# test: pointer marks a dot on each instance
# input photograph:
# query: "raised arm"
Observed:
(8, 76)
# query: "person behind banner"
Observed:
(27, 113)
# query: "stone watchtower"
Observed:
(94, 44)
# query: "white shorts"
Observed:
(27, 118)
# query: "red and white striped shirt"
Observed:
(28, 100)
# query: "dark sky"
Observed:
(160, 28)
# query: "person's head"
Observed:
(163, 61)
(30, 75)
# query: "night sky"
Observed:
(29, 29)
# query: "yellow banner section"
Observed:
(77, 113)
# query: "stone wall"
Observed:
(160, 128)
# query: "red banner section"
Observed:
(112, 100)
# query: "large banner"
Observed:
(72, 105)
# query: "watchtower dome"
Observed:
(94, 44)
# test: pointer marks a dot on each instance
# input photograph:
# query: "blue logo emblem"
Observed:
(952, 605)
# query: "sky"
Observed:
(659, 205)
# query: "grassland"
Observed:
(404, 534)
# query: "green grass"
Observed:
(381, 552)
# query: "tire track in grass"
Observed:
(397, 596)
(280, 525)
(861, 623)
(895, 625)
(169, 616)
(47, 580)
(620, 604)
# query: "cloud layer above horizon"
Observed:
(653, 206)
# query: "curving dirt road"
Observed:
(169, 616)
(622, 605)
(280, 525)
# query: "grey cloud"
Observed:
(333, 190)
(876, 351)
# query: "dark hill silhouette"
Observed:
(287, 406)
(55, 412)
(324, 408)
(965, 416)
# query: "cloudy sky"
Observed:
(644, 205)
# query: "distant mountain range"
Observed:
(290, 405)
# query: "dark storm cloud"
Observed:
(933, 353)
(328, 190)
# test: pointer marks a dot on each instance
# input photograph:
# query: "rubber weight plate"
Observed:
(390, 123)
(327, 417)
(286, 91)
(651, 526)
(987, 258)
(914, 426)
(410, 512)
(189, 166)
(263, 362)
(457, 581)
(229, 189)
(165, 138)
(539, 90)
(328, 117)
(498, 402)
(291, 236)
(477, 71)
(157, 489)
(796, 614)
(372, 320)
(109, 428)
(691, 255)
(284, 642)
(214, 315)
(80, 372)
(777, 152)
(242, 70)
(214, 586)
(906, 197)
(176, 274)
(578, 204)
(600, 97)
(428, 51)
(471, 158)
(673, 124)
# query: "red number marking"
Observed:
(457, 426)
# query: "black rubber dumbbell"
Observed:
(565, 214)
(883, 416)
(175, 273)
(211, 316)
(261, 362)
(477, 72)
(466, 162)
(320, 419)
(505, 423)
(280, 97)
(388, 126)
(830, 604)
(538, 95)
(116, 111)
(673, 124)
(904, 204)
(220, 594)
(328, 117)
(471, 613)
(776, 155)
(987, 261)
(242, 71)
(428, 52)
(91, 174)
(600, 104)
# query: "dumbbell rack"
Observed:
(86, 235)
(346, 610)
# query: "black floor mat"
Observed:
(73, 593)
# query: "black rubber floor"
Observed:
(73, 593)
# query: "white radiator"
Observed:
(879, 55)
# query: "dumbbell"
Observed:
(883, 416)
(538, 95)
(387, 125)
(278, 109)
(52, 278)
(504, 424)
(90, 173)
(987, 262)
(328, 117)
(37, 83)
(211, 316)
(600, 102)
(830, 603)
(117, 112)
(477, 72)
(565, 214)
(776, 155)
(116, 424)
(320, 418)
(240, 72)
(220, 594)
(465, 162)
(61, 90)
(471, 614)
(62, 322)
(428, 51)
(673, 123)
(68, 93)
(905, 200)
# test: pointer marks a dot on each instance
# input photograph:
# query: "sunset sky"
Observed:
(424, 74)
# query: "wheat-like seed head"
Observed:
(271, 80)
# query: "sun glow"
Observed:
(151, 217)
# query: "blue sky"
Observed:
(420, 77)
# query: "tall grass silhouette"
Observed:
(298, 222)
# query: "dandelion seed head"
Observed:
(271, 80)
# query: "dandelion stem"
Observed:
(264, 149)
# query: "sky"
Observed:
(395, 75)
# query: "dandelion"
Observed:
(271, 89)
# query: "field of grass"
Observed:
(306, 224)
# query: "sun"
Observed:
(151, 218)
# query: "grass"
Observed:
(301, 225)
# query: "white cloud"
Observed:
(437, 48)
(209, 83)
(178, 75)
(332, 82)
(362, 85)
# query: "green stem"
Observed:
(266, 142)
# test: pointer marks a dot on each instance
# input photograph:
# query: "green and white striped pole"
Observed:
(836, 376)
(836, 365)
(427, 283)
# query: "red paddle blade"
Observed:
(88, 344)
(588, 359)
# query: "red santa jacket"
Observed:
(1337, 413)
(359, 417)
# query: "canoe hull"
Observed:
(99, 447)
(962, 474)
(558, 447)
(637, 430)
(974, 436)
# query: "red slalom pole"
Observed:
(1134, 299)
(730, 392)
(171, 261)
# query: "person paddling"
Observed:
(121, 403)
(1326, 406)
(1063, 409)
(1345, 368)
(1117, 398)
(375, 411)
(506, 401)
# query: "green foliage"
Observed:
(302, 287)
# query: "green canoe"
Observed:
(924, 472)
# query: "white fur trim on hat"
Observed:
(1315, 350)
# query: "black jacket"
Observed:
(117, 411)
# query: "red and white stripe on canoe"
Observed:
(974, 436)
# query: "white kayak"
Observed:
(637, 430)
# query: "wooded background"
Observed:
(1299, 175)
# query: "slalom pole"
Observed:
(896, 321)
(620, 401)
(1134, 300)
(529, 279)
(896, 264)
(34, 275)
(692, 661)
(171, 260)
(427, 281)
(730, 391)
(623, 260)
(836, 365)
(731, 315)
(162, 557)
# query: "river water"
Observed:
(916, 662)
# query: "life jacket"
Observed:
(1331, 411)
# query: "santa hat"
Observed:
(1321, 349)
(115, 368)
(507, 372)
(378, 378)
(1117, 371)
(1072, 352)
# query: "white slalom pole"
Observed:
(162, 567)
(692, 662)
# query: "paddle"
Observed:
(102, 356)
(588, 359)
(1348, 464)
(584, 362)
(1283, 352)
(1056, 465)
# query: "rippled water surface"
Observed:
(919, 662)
---------------
▶ **WRITTEN INSTRUCTION**
Render the material as a Markdown table with columns n and Line, one row per line with its row number, blank lines omitted. Begin at the line containing "white stripe on" and stop after the line containing "(1056, 465)", both included.

▶ **WORKED SOLUTION**
| n | Line |
|---|---|
| 1 | # query: "red and white stripe on canoe" |
| 2 | Observed: |
| 3 | (974, 436) |
| 4 | # query: "white kayak" |
| 5 | Observed: |
| 6 | (637, 430) |
| 7 | # query: "wooded background" |
| 8 | Observed: |
| 9 | (1299, 175) |
| 10 | # query: "slalom pole" |
| 11 | Observed: |
| 12 | (896, 321) |
| 13 | (620, 401) |
| 14 | (1134, 300) |
| 15 | (529, 279) |
| 16 | (896, 264) |
| 17 | (34, 275) |
| 18 | (692, 661) |
| 19 | (171, 260) |
| 20 | (427, 281) |
| 21 | (730, 391) |
| 22 | (623, 260) |
| 23 | (836, 365) |
| 24 | (731, 315) |
| 25 | (162, 557) |
| 26 | # query: "river water" |
| 27 | Observed: |
| 28 | (916, 662) |
| 29 | # query: "life jacket" |
| 30 | Observed: |
| 31 | (1331, 411) |
| 32 | # query: "santa hat" |
| 33 | Observed: |
| 34 | (1321, 349) |
| 35 | (115, 368) |
| 36 | (507, 372) |
| 37 | (378, 378) |
| 38 | (1117, 371) |
| 39 | (1072, 352) |
| 40 | # query: "white slalom pole" |
| 41 | Observed: |
| 42 | (162, 567) |
| 43 | (692, 662) |
| 44 | # query: "paddle" |
| 45 | Observed: |
| 46 | (102, 356) |
| 47 | (588, 359) |
| 48 | (1348, 464) |
| 49 | (584, 362) |
| 50 | (1283, 352) |
| 51 | (1056, 465) |